### Written instruction
Keep the pictures out and restate every record exactly.

### Record excerpts
>>>

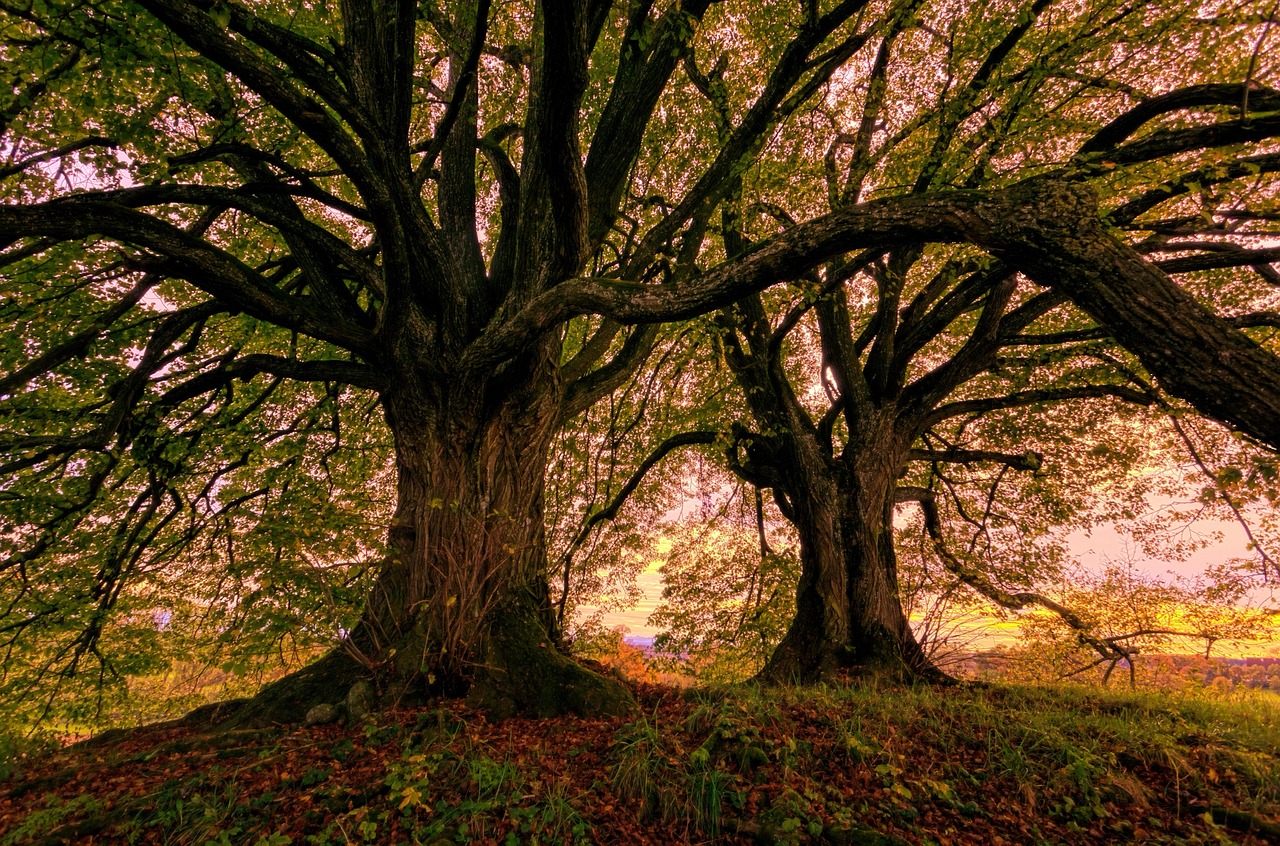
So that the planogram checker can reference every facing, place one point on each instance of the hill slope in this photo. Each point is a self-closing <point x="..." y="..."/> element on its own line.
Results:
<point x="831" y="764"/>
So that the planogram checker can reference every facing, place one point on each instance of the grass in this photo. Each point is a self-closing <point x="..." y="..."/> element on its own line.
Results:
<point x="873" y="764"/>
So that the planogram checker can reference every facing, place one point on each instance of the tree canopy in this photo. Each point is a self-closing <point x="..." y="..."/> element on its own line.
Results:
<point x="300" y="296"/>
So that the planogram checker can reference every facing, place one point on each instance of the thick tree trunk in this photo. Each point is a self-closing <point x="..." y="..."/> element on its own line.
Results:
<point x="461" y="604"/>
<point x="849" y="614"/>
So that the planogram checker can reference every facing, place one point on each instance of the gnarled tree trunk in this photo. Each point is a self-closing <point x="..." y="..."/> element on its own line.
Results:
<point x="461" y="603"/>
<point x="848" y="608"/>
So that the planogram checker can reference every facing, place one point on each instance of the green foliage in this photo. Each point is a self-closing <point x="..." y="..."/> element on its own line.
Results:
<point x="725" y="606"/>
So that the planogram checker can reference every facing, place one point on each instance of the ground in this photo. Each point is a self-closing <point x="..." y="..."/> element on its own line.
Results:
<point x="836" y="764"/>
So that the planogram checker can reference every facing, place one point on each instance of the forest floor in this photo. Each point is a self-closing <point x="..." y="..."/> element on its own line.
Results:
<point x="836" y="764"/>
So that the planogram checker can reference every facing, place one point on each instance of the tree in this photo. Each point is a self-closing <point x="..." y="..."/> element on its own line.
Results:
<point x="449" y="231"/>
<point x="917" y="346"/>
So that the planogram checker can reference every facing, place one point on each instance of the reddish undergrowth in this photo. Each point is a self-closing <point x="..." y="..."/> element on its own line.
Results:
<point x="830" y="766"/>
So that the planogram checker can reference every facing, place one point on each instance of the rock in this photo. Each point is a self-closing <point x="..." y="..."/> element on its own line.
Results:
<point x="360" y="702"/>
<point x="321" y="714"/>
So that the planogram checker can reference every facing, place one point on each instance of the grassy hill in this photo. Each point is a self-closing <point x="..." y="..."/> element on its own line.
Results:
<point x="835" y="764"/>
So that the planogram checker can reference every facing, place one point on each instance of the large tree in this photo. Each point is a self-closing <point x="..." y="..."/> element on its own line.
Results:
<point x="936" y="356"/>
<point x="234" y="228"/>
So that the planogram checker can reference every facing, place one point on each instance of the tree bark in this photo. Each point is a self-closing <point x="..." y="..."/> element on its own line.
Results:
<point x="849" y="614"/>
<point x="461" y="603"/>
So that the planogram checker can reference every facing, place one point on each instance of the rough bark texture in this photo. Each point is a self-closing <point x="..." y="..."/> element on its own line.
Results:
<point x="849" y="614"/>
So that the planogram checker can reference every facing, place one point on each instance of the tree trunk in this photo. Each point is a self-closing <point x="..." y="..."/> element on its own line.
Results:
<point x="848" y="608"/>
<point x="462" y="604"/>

<<<

### The reply
So that the planogram checker can reference every facing, place one point on each instance of the hill slope in this photo. Each point is a self-closing <point x="..." y="..."/> element on its own line.
Results:
<point x="831" y="764"/>
So that the planogram checker can reference every facing, place one point on each instance of the grass in this photo. Each point is a self-closing <point x="..." y="..."/> element on its own line.
Results:
<point x="873" y="764"/>
So that the planogram checker can reference every facing, place one point on each instance of the tree canopy in this photo. Each point is a self-closing <point x="..." y="..."/> element on its own line.
Results:
<point x="300" y="296"/>
So that the planogram checker can reference every facing, place one point on each instance of the thick tree trunk in this photo. Each point is a self-closing <point x="..." y="..."/> element on its own line.
Results:
<point x="461" y="604"/>
<point x="849" y="614"/>
So that the planogram checker can reference every facing, place one point on each instance of the gnarled tree trunk in this photo. Each point is a self-closing <point x="..." y="..."/> element on its own line.
Results:
<point x="461" y="603"/>
<point x="848" y="608"/>
So that the planogram checker can reference every facing, place one point on each instance of the green foliage in this photo. Each point is a self-closing <point x="..." y="..."/> element on its own line.
Results:
<point x="725" y="606"/>
So that the planogram checker can reference every facing, place one point on each instance of the ground in this photo. Each point is a self-closing <point x="..." y="..."/> element on its own line.
Results:
<point x="836" y="764"/>
So that the planogram checker can reference every facing, place one point on each instance of the forest floor in this photo. Each point is a self-closing <point x="..." y="..."/> element on its own line.
Results:
<point x="836" y="764"/>
So that the planogram checker can reference every facing, place one point on each instance of the tree in this photo. Each point is a self-closing <point x="..." y="..."/> element on its own line.
Results:
<point x="449" y="231"/>
<point x="917" y="346"/>
So that the planogram checker can reference every facing, place one point on each instance of the reddish undergrowth in this photo. Each point is a self-closing <point x="..." y="..."/> element on its own line.
Results:
<point x="830" y="766"/>
So that the planogram checker can reference every facing, place one point on each instance of the rock in this photo. Each point is a self-closing <point x="..." y="..."/> element on its own line.
Results:
<point x="360" y="702"/>
<point x="321" y="714"/>
So that the planogram checker can reference every facing, place one point on each instance of the grassy hill in this photo. Each point is a self-closing <point x="..." y="..."/> element on its own line.
Results:
<point x="835" y="764"/>
So that the planogram checker can reference every facing, place one point on each instance of the large tree in this photo. Each point is a self-closing <point x="..." y="..."/> element on its own line.
Results:
<point x="936" y="356"/>
<point x="234" y="228"/>
So that the planogram checker can reference every facing, place one point on each instance of the tree bark in this photo. Each point is a self-closing <point x="..." y="..."/> element on its own line.
Results:
<point x="849" y="614"/>
<point x="461" y="603"/>
So that the planogram checker can reference every facing, place one point on each instance of the rough bark texture in this photo. Each point is a self-closing <point x="..." y="..."/> element on its own line.
Results:
<point x="849" y="614"/>
So that the planogram checker can reference every facing, place one point on each instance of the tree trunk in this photo. Each point is a self-closing <point x="..." y="..."/> element on its own line.
Results:
<point x="848" y="608"/>
<point x="462" y="604"/>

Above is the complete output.